__ARBEITSAUFTRAG A__: Woher kommt laut dem Textauszug über die Schweizer Preise ein Grossteil des Personals?
__ARBEITSAUFTRAG B__: Führe den Textauszug über die Schweizer Preise im selben Ton nach seinem letzten Satz weiter.

[TEXTAUSZUG]

Wieso soll ich die hiesigen Verkaufsläden berücksichtigen, wenn ein Grossteil des Personals aus dem Elsass oder vom grossen Kanton kommt? Auch im Dorfladen reden vielleicht nicht alle Schweizerdeutsch. In der Industrie ist der Ausländeranteil noch höher und somit werden jährlich Milliarden an Lohnsummen ins Ausland transferiert und dort ausgegeben. Was soll man denn dazu sagen? Entwicklungshilfe vielleicht?
Heinz Mattmüller, Pratteln
"Protest gegen überteuerte Schweizer Preise"
Von der Politik erwarte ich, dass sie dem Wirtschaftsraum des Drei-Länder-Ecks Rechnung trägt und sich in Bern für die Belange der Grenzregion aktiv einsetzt. Die seit Jahren überteuerten Preise in der Schweiz, jetzt dem tiefen Euro in die Schuhe schieben zu wollen, sind reine Nebenpetarden, die weder den Konsumenten, noch dem Gewerbe und dem Detailhandel etwas nützen. So ist zum Beispiel der Käse seit Jahrzehnten ennet der Grenze, dank Exportsubventionen erstens wesentlich billiger und auch von wesentlich besserer Qualität. Da wird von Bern und dem Bauernverband aus das "Lädeli" in der Landschaft "beschissen" und die Gewinne sacken derweil die Funktionäre ein.

[/TEXTAUSZUG]
[DATEN]

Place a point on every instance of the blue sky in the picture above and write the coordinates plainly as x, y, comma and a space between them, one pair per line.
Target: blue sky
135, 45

[/DATEN]

__ANTWORTBEREICH A__: Aus dem Elsass oder vom grossen Kanton.

__ANTWORTBEREICH B__:
Ich wünsche mir, dass alle unsere Nationalrats-Kandidierenden ihren normalen Einkauf in Frankreich und Deutschland machen und anschliessend die Preise und die Qualität vergleichen. Mit höheren Lebenskosten, Ladenmieten und Löhnen oder gar dem Eurokurs sind die oft markanten Unterschiede kaum zu erklären.
Unsere Politiker sollten sich für das lokale Gewerbe und den Handel einsetzen, ohne neue Zölle, Gesetze und Auflagen für die KMU zu beschliessen, sondern endlich an die Wurzeln des Übels gehen, nämlich die zum Teil "realsozialisitschen" und "oligarchen" Preisabsprachen und Handelseinschränkungen aktiv bekämpfen. Darum ein Lob all den kleinen Unternehmen, die Kartelle mit Büchsenbier, Direktimporten und fairem Handel unterwandern.
Die Konsumenten und KMU stimmen beim Einkauf aktiv mit den Füssen ab. Der Einkauf im Ausland wird immer mehr zu einem Protest gegen die überteuerten Schweizer Preise und eine gescheiterte EU-Politik.
Daniel Kobell, Basel
"Und die Euros an unserer Herbstmesse?"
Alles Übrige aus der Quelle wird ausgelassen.